_TO BE DONE_
Restate the records in their entirety, word for word.

Coordinate annotation entries:
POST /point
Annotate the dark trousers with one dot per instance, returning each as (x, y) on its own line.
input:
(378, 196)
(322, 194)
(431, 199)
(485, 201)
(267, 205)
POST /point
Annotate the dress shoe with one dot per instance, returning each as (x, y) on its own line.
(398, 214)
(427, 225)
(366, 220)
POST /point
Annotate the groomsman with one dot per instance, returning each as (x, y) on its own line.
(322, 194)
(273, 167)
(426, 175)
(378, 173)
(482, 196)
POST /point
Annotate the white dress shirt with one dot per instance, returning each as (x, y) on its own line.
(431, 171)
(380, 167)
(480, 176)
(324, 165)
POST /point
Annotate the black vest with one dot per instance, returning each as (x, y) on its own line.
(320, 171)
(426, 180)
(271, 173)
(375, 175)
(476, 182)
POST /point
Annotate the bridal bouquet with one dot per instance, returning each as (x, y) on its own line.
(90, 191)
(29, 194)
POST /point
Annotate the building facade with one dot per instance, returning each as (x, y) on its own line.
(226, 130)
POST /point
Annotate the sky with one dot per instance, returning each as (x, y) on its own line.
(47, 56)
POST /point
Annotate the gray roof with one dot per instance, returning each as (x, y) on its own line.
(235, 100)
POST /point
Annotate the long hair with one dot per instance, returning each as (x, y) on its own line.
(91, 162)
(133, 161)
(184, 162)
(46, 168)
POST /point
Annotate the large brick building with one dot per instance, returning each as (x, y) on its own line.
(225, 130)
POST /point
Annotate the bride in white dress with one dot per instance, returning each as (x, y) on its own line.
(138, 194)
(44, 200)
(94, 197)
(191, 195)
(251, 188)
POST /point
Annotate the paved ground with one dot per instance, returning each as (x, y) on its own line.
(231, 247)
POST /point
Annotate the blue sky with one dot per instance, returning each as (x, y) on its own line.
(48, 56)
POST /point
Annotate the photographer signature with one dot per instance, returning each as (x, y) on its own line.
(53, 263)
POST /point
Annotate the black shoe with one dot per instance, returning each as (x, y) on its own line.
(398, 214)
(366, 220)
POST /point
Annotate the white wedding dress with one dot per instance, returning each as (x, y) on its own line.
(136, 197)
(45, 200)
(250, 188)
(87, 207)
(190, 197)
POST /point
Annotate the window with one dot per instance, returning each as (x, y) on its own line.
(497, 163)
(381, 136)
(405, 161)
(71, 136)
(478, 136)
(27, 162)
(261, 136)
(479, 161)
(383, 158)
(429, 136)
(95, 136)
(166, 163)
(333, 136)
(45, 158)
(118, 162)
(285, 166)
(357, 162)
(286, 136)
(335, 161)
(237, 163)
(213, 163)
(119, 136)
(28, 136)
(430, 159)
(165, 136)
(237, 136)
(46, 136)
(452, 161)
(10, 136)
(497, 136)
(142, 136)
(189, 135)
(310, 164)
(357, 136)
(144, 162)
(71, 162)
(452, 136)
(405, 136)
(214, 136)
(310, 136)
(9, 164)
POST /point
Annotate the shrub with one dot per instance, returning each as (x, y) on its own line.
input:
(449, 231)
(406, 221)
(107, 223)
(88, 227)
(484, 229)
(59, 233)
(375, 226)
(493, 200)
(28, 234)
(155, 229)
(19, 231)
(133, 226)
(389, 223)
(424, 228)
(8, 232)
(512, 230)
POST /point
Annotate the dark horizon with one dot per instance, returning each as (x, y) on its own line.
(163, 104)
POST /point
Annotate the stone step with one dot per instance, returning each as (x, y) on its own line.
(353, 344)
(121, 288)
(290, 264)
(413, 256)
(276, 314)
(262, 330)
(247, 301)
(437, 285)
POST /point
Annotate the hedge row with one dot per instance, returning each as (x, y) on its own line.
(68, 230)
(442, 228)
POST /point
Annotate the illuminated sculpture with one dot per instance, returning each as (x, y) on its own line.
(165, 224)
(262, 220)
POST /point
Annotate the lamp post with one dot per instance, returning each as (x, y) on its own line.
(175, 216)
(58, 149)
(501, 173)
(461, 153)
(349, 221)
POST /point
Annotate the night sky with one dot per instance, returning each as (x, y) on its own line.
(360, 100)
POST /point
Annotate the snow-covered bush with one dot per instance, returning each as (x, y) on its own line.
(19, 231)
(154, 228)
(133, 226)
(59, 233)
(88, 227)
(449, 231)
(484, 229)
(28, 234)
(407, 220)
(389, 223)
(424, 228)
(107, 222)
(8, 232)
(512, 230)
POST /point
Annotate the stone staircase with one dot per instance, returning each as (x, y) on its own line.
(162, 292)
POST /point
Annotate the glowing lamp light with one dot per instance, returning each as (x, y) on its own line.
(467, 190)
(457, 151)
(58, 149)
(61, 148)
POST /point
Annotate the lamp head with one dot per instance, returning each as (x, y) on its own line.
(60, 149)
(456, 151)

_WORKED SOLUTION_
POST /point
Annotate the dark trousers with one dot per instance, returning each as (x, y) on its own line.
input:
(378, 196)
(322, 194)
(431, 199)
(485, 201)
(267, 205)
POST /point
Annotate the dress shoe with one dot per instance, returning each as (x, y) on its own line.
(398, 214)
(427, 225)
(366, 220)
POST /point
Annotate the groomsman with one dot per instance, returning each as (x, y) on its own line.
(322, 194)
(273, 167)
(426, 175)
(378, 173)
(482, 196)
POST /point
Annotate the white dress shirt with one dot per instance, returning each as (x, y) on its own line.
(431, 171)
(380, 167)
(480, 176)
(324, 165)
POST /point
Annotate the black vest with one dot per instance, returning each as (x, y) on its own line.
(320, 171)
(426, 180)
(271, 173)
(375, 175)
(476, 182)
POST /point
Annotate the bridal bouquet with one dot per instance, returning each as (x, y) on its own line.
(90, 191)
(29, 194)
POST /point
Annotate the building facade with one dot per instance, returning each as (x, y) on its own line.
(226, 130)
POST /point
Annotate the sky with one dot per instance, returning each as (x, y) on its own line.
(47, 56)
POST /point
Annotate the gray roof with one dot per instance, returning each as (x, y) on its own line.
(235, 100)
POST /point
Annotate the long hair with one dot per instance, returning each as (x, y) on its own line.
(91, 162)
(133, 161)
(184, 162)
(46, 168)
POST /point
Annotate the large brick building with one dot per instance, returning each as (x, y) on its own line.
(225, 130)
POST /point
Annotate the bride in white dress with one dot per instance, returning each as (x, y) on its own line.
(138, 194)
(44, 200)
(94, 197)
(191, 195)
(251, 188)
POST /point
Annotate the paved ground with one dot per instance, returning each as (x, y) on its own line.
(231, 247)
POST /point
Annotate the blue sky with one dot per instance, returning each as (x, y) on its own line.
(48, 56)
POST /point
Annotate the photographer signature with one dot per instance, returning each as (x, y) on its own line.
(53, 263)
POST /point
Annotate the black shoe with one dot per instance, returning each as (x, y) on its own line.
(398, 214)
(366, 220)
POST /point
Annotate the white wedding dress with one dot per instance, returning each as (x, y) on its own line.
(136, 197)
(45, 200)
(250, 188)
(87, 207)
(190, 197)
POST /point
Annotate the window with one dot per instance, returning each as (x, y) on its own line.
(497, 163)
(381, 136)
(405, 161)
(71, 136)
(478, 136)
(27, 162)
(261, 136)
(479, 161)
(383, 158)
(429, 136)
(95, 136)
(166, 163)
(333, 136)
(45, 158)
(118, 162)
(285, 166)
(357, 162)
(286, 136)
(335, 161)
(237, 163)
(213, 163)
(119, 136)
(28, 136)
(430, 159)
(165, 136)
(237, 136)
(46, 136)
(452, 161)
(10, 136)
(497, 136)
(142, 136)
(189, 135)
(310, 164)
(357, 136)
(144, 162)
(71, 162)
(452, 136)
(405, 136)
(214, 136)
(310, 136)
(9, 164)
POST /point
Annotate the shrub with one dot per instance, returning each as (x, y) on its own line.
input:
(449, 231)
(406, 221)
(107, 223)
(88, 227)
(484, 229)
(59, 233)
(375, 226)
(493, 200)
(28, 234)
(155, 229)
(19, 231)
(133, 226)
(389, 223)
(424, 228)
(8, 232)
(512, 230)
POST /point
Annotate the dark horizon with one dot per instance, returning each as (x, y) on its own line.
(163, 104)
POST /point
Annotate the stone step with one dot per instance, returning each as (x, y) on its own line.
(353, 344)
(121, 288)
(290, 264)
(413, 256)
(276, 314)
(262, 330)
(247, 301)
(437, 285)
POST /point
Annotate the hedge row with one dot per instance, returning each as (x, y) on its own line.
(68, 230)
(442, 228)
POST /point
Annotate the illuminated sculpture with one dot per instance, returning each as (x, y) on its own line.
(165, 224)
(262, 220)
POST /point
Annotate the lamp post with one dot per instance, returning each as (x, y) on its own line.
(175, 216)
(58, 149)
(501, 173)
(461, 153)
(349, 221)
POST /point
Annotate the night sky with one dot per instance, returning each as (x, y) on its own line.
(360, 100)
POST /point
Annotate the snow-covered bush with one dot per instance, returning each as (x, y) on its own line.
(19, 231)
(154, 228)
(133, 226)
(59, 233)
(88, 227)
(449, 231)
(484, 229)
(28, 234)
(407, 220)
(389, 223)
(424, 228)
(107, 222)
(8, 232)
(512, 230)
POST /point
Annotate the stone staircase with one dot per instance, returning each as (x, y) on its own line.
(162, 292)
POST /point
Annotate the glowing lamp light with one dot per instance, returning each as (x, y) on its own line.
(467, 190)
(457, 151)
(58, 149)
(61, 148)
POST /point
Annotate the lamp head with one dot per instance, returning each as (x, y) on its own line.
(60, 149)
(456, 151)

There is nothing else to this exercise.